* _GIVEN REQUEST A_: Write out everything in the Solr thread below from "I know I can" down to "anything that helps.".

═══ PAGE EXTRACT

Just use fieldType="string", and send them to solr in a multivalued
fashion:
<doc><field name="blah">1</field><field name="blah">133</field><field
name="blah">999</field></doc>
Search:
blah:133
+blah:999 +blah:1 [both must match]
Just treat the numbers as untokenized text.
-Mike
On 4-May-08, at 2:30 AM, [EMAIL PROTECTED] wrote:
Ok, thanks. However I am still abit confused. Since I know that
these are only integers, can't I somehow make solr to use
solr.IntField or solr.SortableIntField, but still tokenize like
this? I tried the configuration below but changed TextField to
IntField and indexed the document again, but then the search didn't
work...
This is what I use now (after your suggestion):
<fieldtype name="ids" class="solr.TextField">
<analyzer type="query">
<tokenizer class="solr.WhitespaceTokenizerFactory"/>
<filter class="solr.WordDelimiterFilterFactory"/>
</analyzer>
<analyzer type="index">
<tokenizer class="solr.WhitespaceTokenizerFactory"/>
<filter class="solr.WordDelimiterFilterFactory"/>
</analyzer>
</fieldtype>
This works great when searching. But when I get the document back, I
see that the stored value is still the comma separated values. ie:
...
<str name="articleCategory">3,5</str>
...
I would have liked it like this instead:
...
<str name="articleCategory">3</str>
<str name="articleCategory">5</str>
...
Is this possible with solr by some configuration? Am I really the
only one that would like this behaivor?
/Jimi
Quoting Otis Gospodnetic <[EMAIL PROTECTED]>:
I think you are after
http://wiki.apache.org/solr/AnalyzersTokenizersTokenFilters#head-1c9b83870ca7890cd73b193cefed83c283339089
Otis
--
Sematext -- http://sematext.com/ -- Lucene - Solr - Nutch
----- Original Message ----
From: "[EMAIL PROTECTED]" <[EMAIL PROTECTED]>
To: solr-user@lucene.apache.org
Sent: Saturday, May 3, 2008 11:57:37 PM
Subject: Tokenize integers?
Hi,
What is the recommended way to configure a fieldtype for a field
that
looks like this in the source system?
categoryIds=1,325,488
The order of these id's are not important. I want to be able to
fetch
all the id's, separately, ie I want them to be stored as
multivalue, I
guess... And I also want to be able to search on the individual
id's,
or combinations (for example search for all articles with category
id
1 and 488).
I know I can index this as multiple categoryId fields (and have them
as int or sint type), but that means I need to write preprocessing
on
the "client" side. I would prefer a server side fix, so that the
client can send the xml like this:
...
1,325,488
...
And then the server (ie solr) will transform this into a multivalue
int/sint field, using tokenizing or whatever it is called (or is
tokenizing not performed on the stored value?).
What are your suggestions? Maybe this is already documented in the
wiki or someplace else? I have searched for this, but not found
anything that helps.
Regards
/Jimi

══════

* _GIVEN REQUEST B_: Extract each line of the records below that contains the string "lane".

═══ INPUT RECORDS

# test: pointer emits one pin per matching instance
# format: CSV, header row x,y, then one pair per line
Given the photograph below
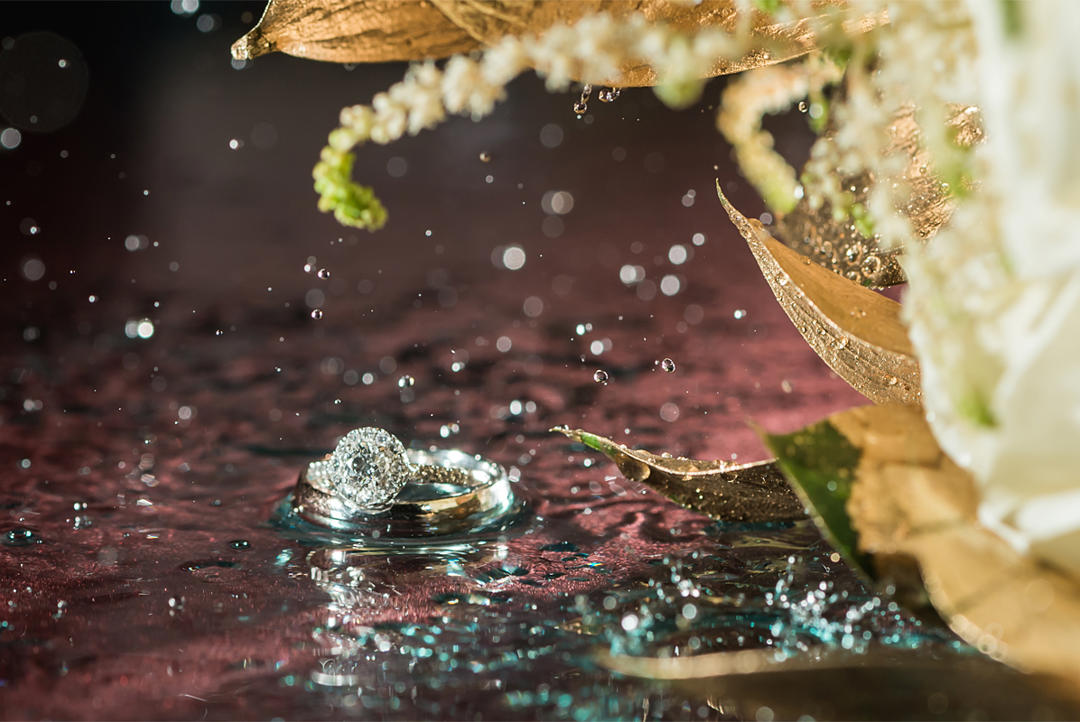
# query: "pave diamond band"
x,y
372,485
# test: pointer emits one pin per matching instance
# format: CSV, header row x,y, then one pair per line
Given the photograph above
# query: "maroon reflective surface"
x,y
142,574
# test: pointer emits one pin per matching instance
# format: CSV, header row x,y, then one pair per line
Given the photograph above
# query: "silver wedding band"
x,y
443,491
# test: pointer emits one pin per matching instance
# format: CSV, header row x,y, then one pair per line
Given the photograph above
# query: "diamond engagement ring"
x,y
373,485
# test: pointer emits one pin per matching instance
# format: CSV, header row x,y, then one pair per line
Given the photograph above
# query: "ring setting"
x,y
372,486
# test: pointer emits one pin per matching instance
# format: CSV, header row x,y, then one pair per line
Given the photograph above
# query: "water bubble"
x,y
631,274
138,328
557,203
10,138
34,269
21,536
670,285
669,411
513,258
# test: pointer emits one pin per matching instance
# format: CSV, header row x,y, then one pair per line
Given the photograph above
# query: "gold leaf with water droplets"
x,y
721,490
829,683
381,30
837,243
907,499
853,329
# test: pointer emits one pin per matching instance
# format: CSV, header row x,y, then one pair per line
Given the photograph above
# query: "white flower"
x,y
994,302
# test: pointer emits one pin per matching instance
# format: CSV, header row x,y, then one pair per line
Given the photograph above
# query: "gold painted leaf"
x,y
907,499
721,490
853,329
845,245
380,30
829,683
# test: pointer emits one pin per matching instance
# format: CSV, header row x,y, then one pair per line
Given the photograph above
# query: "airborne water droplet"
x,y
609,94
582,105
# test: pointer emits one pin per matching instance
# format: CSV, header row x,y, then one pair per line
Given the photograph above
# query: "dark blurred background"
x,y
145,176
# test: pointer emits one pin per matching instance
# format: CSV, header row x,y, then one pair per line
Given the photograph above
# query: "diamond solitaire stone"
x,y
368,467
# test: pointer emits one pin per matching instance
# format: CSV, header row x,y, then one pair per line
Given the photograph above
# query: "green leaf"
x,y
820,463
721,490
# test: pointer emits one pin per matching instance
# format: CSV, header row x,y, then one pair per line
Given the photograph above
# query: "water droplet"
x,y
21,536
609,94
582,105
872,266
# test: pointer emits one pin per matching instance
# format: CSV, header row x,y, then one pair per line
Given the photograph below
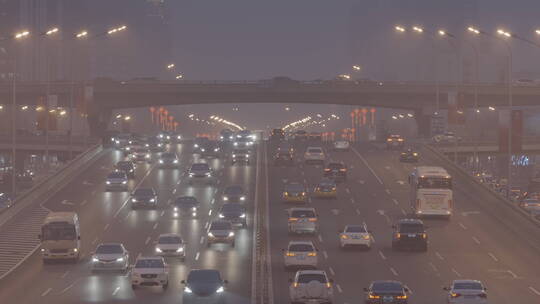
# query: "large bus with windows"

══════
═══ INPUT RECORDS

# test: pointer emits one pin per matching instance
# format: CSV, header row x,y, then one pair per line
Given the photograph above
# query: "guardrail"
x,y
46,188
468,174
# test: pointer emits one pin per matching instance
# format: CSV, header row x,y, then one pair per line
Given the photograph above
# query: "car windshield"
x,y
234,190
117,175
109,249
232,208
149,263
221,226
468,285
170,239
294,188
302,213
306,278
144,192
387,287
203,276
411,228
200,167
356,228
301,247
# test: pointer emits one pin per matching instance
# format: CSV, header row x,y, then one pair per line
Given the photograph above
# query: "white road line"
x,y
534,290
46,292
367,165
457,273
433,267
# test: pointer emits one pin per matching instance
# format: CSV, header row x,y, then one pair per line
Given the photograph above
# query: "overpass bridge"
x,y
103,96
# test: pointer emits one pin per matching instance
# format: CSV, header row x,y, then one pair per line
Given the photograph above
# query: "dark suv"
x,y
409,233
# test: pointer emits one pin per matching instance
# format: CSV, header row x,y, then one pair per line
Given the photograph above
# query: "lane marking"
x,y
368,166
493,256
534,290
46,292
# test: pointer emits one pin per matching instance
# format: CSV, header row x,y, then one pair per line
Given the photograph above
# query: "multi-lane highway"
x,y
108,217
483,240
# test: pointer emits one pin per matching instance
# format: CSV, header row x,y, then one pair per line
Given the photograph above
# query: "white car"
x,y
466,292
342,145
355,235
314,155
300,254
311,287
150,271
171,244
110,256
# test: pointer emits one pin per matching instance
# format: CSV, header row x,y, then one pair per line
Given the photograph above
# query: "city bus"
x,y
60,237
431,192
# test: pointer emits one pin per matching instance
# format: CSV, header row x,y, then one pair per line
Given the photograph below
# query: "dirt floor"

══════
═══ INPUT RECORDS

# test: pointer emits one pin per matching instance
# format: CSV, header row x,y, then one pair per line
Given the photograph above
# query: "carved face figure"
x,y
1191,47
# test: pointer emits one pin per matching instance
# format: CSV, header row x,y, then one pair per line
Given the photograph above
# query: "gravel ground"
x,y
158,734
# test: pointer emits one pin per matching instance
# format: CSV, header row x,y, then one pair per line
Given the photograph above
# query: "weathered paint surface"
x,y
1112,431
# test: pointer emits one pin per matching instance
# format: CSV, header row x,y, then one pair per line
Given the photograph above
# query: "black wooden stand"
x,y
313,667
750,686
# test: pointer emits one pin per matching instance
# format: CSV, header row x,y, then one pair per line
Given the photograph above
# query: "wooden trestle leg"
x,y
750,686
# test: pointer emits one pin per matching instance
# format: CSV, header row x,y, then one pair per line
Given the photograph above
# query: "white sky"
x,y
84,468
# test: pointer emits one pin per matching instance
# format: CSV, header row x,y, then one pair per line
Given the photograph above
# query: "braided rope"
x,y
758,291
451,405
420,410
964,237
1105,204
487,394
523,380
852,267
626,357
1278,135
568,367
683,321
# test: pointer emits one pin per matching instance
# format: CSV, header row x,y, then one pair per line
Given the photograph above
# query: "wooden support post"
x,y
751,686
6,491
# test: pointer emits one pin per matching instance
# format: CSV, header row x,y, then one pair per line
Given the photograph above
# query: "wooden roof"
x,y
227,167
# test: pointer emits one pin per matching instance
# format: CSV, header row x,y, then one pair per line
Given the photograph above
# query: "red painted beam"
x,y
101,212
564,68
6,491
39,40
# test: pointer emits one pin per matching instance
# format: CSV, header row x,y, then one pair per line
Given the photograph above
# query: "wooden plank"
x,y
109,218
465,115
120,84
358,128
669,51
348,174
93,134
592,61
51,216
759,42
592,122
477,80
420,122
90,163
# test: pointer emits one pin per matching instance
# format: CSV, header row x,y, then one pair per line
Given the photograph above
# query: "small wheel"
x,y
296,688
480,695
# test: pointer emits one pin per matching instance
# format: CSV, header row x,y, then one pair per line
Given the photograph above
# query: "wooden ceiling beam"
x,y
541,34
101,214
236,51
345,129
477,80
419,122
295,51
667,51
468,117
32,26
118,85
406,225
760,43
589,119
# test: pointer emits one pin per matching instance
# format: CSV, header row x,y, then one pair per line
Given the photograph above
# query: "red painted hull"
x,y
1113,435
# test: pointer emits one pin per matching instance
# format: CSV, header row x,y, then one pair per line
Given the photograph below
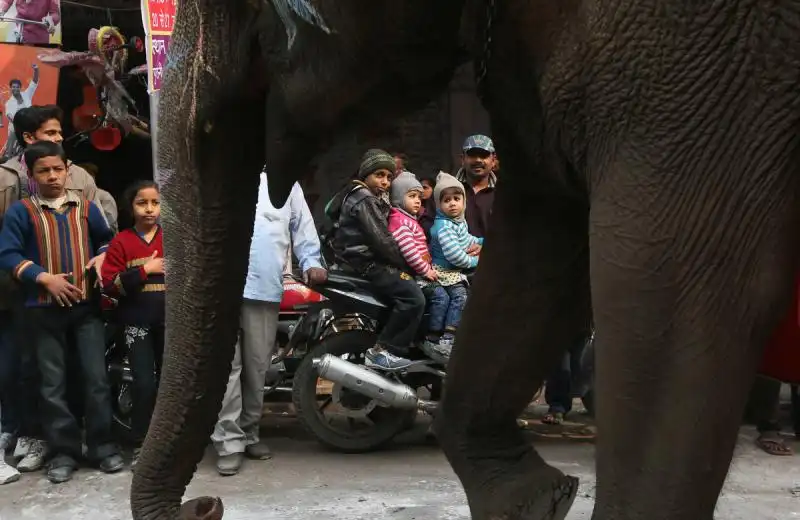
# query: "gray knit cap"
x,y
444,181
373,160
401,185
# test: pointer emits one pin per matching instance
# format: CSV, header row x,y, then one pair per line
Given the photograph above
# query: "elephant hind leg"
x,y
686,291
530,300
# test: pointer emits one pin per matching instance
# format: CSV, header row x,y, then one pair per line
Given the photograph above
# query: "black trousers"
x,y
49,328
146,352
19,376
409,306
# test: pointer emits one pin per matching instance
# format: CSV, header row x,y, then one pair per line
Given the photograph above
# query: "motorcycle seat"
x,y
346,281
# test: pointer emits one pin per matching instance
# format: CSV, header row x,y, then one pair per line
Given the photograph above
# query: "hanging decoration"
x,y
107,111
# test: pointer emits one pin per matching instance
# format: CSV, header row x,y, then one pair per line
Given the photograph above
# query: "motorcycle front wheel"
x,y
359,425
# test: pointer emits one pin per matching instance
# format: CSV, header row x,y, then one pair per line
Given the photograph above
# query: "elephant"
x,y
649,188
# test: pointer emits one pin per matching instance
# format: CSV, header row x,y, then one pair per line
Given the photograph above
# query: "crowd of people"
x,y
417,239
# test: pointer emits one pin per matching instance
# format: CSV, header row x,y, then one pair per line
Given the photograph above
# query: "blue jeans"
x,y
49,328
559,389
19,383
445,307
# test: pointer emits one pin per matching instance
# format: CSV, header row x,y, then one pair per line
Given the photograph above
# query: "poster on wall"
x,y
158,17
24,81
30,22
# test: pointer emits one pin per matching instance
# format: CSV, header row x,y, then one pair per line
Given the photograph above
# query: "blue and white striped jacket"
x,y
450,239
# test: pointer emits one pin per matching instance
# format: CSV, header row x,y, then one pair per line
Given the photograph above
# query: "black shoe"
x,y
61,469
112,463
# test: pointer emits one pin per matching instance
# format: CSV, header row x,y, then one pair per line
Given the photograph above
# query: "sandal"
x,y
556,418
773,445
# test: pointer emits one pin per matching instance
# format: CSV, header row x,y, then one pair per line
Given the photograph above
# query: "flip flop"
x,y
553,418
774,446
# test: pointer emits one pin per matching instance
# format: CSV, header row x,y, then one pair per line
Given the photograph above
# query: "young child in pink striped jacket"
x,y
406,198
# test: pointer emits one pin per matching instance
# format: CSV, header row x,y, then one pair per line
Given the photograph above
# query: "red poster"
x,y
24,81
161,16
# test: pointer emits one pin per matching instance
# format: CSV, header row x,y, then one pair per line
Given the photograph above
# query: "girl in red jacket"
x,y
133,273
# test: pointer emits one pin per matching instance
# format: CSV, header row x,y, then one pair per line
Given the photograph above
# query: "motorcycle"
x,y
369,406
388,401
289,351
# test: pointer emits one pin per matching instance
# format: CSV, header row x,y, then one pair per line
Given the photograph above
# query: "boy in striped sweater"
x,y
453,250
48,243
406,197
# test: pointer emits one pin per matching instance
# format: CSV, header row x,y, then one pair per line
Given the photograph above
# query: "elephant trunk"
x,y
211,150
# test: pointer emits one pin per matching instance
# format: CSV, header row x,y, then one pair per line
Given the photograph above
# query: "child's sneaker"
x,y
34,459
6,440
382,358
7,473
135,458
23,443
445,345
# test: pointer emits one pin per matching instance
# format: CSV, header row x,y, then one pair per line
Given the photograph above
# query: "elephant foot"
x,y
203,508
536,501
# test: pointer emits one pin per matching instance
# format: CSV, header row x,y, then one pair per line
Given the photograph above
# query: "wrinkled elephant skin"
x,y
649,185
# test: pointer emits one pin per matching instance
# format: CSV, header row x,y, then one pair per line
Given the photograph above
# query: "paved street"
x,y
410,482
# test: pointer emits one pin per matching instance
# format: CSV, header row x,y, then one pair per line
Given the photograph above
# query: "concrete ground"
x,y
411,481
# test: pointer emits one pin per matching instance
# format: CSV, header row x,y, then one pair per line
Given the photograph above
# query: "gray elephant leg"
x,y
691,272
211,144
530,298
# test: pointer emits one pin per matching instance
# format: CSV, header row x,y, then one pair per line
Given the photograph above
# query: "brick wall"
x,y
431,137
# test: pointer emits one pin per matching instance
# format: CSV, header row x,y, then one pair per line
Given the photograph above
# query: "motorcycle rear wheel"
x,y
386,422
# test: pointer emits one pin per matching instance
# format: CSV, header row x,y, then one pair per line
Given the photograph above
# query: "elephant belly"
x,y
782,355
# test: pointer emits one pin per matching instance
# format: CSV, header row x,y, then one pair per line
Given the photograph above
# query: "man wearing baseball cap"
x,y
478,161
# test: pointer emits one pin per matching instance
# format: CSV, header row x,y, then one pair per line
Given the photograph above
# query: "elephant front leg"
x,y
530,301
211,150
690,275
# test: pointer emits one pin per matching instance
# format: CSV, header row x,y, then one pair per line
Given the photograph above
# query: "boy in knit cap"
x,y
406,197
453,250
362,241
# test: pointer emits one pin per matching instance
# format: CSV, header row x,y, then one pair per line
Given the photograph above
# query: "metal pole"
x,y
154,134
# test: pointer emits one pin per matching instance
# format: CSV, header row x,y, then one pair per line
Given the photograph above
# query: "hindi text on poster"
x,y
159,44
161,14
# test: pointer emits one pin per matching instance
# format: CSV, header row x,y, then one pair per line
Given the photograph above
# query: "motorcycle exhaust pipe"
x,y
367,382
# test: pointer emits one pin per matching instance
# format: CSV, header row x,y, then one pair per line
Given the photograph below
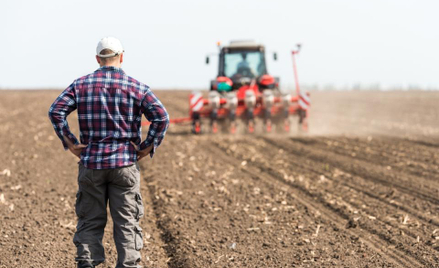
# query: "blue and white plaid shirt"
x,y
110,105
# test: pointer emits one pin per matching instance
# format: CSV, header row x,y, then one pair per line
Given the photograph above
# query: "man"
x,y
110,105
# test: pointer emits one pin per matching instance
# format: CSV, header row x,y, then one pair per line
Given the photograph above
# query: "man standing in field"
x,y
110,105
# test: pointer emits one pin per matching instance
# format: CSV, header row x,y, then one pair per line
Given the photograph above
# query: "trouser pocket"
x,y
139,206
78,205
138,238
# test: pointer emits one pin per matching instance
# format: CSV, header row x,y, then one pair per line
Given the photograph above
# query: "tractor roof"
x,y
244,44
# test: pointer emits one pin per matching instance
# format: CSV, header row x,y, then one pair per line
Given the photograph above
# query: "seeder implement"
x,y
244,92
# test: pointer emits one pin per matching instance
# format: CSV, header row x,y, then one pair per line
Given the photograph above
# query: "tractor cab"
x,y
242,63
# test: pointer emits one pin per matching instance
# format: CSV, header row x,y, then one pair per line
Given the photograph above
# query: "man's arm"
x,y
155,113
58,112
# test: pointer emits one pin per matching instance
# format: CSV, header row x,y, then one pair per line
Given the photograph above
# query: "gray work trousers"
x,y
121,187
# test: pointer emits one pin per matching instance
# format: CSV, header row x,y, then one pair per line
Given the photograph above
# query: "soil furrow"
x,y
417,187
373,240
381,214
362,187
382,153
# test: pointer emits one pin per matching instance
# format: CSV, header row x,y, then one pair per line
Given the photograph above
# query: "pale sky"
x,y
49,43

══════

* _FINAL ANSWER A_:
I know I can index this as multiple categoryId fields (and have them
as int or sint type), but that means I need to write preprocessing
on
the "client" side. I would prefer a server side fix, so that the
client can send the xml like this:
...
1,325,488
...
And then the server (ie solr) will transform this into a multivalue
int/sint field, using tokenizing or whatever it is called (or is
tokenizing not performed on the stored value?).
What are your suggestions? Maybe this is already documented in the
wiki or someplace else? I have searched for this, but not found
anything that helps.

* _FINAL ANSWER B_:
# query: "lane marking"
# query: "multi-lane highway"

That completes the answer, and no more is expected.